→ The request
Copy the rows below exactly, from the line containing "Indicate a point on each instance of the tile" through the line containing "x=575, y=358", including both of those lines.
***** Data excerpts
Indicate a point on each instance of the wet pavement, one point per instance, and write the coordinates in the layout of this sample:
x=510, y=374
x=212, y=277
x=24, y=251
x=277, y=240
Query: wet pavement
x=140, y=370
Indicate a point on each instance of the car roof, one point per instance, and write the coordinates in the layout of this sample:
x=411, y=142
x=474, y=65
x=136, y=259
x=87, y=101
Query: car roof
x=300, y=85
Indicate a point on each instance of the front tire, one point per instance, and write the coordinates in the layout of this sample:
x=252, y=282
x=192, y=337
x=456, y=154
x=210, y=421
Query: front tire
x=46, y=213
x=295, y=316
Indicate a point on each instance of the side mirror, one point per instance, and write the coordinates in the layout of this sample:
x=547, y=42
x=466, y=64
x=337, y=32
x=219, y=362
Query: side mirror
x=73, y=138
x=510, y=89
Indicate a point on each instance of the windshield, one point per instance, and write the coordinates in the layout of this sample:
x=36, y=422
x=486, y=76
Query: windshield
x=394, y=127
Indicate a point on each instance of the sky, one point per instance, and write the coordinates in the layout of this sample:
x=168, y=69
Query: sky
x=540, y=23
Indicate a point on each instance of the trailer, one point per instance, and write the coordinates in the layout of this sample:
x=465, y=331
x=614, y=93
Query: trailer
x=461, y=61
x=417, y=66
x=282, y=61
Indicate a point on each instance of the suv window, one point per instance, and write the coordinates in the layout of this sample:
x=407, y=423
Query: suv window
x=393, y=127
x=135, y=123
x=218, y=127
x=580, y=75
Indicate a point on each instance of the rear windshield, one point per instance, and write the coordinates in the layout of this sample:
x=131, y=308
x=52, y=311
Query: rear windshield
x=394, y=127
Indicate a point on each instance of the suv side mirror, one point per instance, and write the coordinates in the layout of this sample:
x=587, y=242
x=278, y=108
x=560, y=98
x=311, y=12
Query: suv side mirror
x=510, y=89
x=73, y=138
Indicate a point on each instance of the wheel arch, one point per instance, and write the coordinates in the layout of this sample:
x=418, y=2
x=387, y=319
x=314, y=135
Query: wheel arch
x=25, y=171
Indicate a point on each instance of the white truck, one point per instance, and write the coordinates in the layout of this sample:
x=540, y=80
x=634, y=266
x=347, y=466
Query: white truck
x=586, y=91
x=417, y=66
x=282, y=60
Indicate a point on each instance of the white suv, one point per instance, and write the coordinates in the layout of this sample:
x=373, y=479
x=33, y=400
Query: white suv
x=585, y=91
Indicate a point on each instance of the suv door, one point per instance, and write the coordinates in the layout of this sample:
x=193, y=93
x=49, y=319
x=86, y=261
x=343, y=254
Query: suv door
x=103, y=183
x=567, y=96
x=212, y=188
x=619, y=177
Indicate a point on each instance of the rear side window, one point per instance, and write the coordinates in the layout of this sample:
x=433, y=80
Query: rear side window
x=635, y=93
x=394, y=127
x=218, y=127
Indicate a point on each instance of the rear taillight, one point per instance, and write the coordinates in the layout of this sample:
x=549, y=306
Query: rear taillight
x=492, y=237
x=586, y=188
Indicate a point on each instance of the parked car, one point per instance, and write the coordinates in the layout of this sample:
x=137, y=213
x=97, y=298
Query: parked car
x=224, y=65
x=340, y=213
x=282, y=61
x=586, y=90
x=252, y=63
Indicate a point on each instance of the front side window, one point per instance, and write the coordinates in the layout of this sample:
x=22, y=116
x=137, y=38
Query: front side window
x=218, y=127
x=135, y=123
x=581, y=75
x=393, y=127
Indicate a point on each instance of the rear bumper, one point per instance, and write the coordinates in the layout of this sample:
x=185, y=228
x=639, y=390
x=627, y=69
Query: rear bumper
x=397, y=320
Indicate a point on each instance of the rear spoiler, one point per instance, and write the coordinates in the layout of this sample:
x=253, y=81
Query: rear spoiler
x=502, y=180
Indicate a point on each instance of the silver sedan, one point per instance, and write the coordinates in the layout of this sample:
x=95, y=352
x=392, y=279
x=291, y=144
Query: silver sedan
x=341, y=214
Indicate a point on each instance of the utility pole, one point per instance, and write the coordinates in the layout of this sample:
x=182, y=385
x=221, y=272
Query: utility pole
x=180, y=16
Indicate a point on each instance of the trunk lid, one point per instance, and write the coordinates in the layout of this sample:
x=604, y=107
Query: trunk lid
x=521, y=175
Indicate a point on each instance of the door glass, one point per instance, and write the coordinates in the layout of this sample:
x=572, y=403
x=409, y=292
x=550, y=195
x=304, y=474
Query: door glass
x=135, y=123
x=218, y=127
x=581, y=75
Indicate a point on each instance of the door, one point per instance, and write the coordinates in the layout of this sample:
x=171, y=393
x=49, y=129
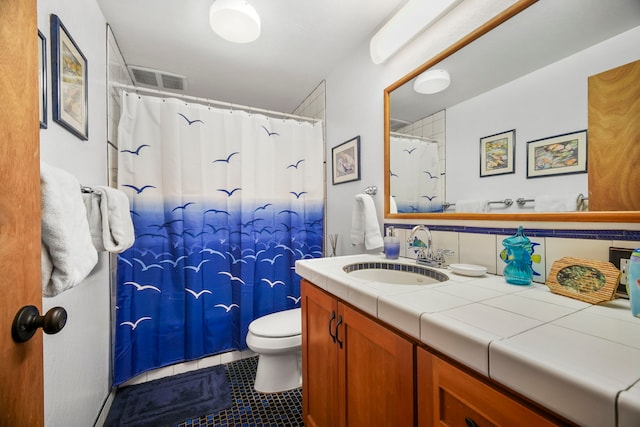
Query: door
x=21, y=370
x=614, y=133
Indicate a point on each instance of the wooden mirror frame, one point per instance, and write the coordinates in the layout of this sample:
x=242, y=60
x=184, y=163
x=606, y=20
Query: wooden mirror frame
x=598, y=216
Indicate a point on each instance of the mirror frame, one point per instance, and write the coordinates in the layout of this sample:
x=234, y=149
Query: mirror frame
x=598, y=216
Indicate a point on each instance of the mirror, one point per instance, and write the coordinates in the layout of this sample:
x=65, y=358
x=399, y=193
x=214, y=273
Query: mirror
x=519, y=47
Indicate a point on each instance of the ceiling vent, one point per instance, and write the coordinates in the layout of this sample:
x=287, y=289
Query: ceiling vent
x=157, y=79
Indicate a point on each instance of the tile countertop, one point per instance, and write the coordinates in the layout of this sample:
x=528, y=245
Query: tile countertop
x=575, y=358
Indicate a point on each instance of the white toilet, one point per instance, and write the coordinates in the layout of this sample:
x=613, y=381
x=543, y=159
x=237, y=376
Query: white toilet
x=277, y=339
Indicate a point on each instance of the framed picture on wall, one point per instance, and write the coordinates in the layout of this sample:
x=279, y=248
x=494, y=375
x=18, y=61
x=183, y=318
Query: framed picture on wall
x=69, y=81
x=557, y=155
x=42, y=78
x=497, y=153
x=346, y=161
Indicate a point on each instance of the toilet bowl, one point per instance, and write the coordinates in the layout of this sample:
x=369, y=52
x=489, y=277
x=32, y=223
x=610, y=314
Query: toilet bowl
x=277, y=339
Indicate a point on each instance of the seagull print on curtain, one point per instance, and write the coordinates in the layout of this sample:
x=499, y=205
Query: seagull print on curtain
x=223, y=204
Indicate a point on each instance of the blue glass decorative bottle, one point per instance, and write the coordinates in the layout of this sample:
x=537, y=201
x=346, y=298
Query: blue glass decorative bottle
x=519, y=249
x=633, y=283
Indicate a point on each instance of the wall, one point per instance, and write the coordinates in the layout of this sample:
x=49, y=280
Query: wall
x=548, y=102
x=355, y=107
x=76, y=361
**********
→ Solution to this exercise
Indicate a point on each instance of the tile countertop, one point per instance, and write the coordinates in the layout of this sample:
x=528, y=245
Query: tile countertop
x=575, y=358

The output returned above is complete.